__Exercise prompt__:
Write what comes next in the text below on familial osteodysplasia, Anderson type, starting after its last sentence.

___ Page excerpt

Familial osteodysplasia, Anderson type is a rare genetic disorder which is characterized by cranio-facial dysmorphisms and multiple skeletal anomalies. Hyperuricemia, hypertension and high erythrocyte sedimentation rates have also been reported. Approximately 6 cases have been reported in medical literature. This disorder is thought to be inherited in an autosomal recessive manner.

Description 

People with this disorder often show the following symptoms:

Craniofacial 

Underdevelopment of midface
Flat, broad nasal bridge
Thin, prognathic mandible
Pointy chin
Malocclusion
Underdeveloped teeth

Skeletal 

Scoliosis
Thinning of the calvaria
Pointy spinous processes
Clinodactyly
Phalangeal dysplasia

Additional symptoms include hyperuricemia, high erythrocyte  sedimentation rates and hypertension.

______
___ Information shown

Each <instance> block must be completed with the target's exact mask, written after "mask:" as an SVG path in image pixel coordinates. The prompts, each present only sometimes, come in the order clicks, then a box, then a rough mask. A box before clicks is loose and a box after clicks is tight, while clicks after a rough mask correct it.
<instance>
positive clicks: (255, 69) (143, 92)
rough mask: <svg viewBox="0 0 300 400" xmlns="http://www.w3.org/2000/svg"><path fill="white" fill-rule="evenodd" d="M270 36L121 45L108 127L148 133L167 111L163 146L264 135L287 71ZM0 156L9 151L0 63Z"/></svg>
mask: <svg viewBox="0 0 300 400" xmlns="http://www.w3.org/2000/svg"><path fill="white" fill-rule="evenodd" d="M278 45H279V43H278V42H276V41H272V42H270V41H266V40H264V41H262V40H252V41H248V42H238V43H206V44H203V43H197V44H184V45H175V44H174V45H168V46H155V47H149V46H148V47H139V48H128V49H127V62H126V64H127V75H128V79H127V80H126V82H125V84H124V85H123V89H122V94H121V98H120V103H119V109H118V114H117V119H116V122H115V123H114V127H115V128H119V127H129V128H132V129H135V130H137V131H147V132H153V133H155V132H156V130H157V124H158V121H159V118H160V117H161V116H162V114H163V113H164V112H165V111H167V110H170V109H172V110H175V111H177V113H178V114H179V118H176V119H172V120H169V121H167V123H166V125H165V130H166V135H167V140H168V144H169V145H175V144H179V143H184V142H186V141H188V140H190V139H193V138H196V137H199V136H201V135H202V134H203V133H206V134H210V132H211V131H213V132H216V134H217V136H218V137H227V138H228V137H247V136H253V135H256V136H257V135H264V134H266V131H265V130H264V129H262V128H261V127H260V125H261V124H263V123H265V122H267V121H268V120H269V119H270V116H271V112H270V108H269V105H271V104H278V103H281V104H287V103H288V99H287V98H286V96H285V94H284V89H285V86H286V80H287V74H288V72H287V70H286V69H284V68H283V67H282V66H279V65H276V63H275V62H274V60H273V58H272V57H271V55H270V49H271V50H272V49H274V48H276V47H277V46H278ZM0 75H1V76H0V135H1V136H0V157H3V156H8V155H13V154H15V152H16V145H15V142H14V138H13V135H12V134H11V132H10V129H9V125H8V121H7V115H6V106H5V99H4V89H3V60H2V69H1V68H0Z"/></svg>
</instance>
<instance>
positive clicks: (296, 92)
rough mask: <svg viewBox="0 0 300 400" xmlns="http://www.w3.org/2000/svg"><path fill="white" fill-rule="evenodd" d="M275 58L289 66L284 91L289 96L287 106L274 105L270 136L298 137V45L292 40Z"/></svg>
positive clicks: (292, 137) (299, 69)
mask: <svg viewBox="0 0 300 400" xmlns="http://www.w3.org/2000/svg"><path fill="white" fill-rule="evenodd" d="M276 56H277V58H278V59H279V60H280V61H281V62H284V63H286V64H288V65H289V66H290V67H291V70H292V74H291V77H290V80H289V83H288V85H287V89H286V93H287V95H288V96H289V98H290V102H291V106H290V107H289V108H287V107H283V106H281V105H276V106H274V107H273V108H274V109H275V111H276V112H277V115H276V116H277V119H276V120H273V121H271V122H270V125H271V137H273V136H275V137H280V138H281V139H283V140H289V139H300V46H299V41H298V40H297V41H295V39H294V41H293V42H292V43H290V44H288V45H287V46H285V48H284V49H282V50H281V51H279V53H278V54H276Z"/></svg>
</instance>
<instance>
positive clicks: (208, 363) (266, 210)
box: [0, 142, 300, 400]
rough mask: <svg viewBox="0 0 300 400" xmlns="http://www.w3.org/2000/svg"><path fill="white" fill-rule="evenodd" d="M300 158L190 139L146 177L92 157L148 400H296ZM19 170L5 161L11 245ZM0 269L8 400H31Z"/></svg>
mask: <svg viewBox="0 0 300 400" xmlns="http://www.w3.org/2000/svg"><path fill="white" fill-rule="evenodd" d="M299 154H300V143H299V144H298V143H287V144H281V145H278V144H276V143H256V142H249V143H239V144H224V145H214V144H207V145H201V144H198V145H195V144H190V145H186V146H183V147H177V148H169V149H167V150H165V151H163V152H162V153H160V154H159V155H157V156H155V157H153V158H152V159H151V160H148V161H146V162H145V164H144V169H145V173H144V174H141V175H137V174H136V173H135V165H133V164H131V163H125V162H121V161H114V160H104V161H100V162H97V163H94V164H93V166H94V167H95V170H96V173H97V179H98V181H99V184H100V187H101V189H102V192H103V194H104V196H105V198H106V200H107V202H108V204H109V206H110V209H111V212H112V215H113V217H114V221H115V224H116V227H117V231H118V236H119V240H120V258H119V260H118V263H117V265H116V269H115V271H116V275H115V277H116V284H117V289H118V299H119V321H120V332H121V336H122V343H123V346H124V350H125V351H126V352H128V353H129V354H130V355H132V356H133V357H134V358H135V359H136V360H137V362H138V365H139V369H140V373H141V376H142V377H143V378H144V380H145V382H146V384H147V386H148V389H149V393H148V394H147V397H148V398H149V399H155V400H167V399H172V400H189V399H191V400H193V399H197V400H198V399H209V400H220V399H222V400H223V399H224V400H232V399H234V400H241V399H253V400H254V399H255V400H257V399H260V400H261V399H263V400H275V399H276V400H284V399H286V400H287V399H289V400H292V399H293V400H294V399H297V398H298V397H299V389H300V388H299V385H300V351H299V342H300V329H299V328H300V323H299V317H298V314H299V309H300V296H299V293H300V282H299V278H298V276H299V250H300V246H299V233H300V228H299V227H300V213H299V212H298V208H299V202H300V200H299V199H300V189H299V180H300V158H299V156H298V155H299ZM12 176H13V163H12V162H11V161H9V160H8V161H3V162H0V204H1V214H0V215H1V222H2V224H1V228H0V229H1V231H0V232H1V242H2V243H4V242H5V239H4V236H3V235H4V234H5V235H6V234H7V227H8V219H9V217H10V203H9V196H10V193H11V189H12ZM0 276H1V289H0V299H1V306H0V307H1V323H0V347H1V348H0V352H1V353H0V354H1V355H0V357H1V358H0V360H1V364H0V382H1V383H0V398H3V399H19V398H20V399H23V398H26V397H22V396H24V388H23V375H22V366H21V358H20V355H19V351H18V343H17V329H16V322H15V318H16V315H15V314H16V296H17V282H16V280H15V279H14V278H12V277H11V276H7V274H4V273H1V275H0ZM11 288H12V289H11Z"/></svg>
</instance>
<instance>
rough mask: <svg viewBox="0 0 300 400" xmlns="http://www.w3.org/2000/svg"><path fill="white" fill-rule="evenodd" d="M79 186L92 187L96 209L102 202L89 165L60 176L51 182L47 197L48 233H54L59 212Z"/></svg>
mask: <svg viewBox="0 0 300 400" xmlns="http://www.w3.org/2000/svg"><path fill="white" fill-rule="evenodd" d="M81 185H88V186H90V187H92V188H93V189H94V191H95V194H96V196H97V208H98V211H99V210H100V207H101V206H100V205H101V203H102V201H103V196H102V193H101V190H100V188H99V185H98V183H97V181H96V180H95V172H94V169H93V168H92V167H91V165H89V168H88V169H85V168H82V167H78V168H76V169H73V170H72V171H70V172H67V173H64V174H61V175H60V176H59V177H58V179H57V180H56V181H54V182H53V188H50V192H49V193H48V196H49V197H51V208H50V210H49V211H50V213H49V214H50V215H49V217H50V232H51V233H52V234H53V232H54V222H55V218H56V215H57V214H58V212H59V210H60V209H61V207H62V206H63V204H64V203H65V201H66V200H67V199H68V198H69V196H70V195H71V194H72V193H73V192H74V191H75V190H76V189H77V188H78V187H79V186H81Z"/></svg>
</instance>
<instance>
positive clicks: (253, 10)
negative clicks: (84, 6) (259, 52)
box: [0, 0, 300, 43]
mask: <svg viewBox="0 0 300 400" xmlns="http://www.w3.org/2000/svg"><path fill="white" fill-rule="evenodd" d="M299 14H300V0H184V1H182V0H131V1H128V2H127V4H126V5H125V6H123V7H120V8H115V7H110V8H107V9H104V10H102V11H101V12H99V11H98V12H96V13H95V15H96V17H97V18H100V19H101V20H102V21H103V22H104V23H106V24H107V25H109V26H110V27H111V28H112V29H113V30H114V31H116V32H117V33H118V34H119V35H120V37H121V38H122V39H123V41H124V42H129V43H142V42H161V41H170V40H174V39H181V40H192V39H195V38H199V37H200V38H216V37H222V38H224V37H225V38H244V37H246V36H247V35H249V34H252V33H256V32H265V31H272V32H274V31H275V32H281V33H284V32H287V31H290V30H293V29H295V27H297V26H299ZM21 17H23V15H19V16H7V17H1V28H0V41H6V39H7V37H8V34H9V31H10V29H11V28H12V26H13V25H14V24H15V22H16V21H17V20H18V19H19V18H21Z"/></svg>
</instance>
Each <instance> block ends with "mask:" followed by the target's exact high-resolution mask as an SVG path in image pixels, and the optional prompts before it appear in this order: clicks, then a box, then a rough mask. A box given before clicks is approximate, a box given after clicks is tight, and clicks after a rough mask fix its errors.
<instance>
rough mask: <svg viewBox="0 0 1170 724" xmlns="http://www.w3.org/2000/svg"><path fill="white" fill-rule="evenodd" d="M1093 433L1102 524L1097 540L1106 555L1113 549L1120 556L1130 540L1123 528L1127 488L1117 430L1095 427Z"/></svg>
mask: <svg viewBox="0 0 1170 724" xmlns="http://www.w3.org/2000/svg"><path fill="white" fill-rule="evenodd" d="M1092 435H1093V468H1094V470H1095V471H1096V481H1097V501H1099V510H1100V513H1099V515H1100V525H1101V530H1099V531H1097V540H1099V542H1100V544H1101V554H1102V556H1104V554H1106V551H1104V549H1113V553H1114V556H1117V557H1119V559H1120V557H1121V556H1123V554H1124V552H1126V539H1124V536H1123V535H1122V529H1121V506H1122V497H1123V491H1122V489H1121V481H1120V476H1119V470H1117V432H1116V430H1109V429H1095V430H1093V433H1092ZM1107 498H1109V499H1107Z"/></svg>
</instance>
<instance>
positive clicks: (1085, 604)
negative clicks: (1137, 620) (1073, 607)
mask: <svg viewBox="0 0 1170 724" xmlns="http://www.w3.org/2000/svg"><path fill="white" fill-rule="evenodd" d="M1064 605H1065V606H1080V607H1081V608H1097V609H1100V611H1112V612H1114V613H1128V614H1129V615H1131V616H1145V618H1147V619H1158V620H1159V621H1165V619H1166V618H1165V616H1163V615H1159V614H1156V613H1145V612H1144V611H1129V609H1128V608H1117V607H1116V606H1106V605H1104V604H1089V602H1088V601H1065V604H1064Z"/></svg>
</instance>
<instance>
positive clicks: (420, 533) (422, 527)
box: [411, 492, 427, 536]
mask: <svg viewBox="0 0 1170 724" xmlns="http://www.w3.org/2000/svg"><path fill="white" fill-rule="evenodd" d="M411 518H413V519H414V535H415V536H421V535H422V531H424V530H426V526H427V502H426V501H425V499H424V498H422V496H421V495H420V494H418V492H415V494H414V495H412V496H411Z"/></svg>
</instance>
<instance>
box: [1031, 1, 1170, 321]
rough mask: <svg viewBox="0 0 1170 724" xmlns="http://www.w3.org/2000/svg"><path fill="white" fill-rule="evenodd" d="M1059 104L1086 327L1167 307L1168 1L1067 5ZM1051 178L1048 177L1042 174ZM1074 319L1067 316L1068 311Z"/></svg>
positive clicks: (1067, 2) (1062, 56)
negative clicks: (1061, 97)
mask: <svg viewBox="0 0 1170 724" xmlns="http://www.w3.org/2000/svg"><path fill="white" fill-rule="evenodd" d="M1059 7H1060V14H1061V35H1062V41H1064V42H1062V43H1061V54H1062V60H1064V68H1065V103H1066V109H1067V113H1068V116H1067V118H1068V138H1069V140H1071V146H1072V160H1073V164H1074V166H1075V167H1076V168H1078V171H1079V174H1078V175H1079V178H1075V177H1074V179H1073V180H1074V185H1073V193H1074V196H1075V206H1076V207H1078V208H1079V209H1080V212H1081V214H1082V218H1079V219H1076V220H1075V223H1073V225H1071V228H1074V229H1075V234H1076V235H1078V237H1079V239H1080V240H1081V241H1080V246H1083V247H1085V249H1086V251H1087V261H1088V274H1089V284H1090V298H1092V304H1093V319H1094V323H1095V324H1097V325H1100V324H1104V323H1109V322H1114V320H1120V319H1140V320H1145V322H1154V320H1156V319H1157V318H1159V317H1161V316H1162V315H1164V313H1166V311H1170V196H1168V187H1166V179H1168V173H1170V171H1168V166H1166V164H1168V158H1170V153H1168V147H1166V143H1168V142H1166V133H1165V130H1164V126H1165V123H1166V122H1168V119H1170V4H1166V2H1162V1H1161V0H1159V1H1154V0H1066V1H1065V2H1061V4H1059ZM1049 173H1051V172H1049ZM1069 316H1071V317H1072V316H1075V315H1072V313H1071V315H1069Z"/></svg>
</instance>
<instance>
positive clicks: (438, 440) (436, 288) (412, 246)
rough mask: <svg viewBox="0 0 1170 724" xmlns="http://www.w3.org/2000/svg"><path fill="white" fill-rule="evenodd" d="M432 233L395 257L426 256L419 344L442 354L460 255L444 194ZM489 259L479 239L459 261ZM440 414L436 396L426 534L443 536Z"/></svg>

______

__Result below__:
Etimology 

This condition was first discovered in 1972 by L G Anderson et al. and J S Buchignani et al. described the case of 5 siblings and their dad, 4 out of the 5 siblings had recurrent mandibular fractures and cranio-facial dysmorphisms, such as prominent earlobes. These 4 siblings also had hyperuricemia and 3 out of those 4 siblings had hypertension. Their father had hyperuricemia and hypertension but was otherwise unaffected. The siblings were the result of consanguineous Irish parents.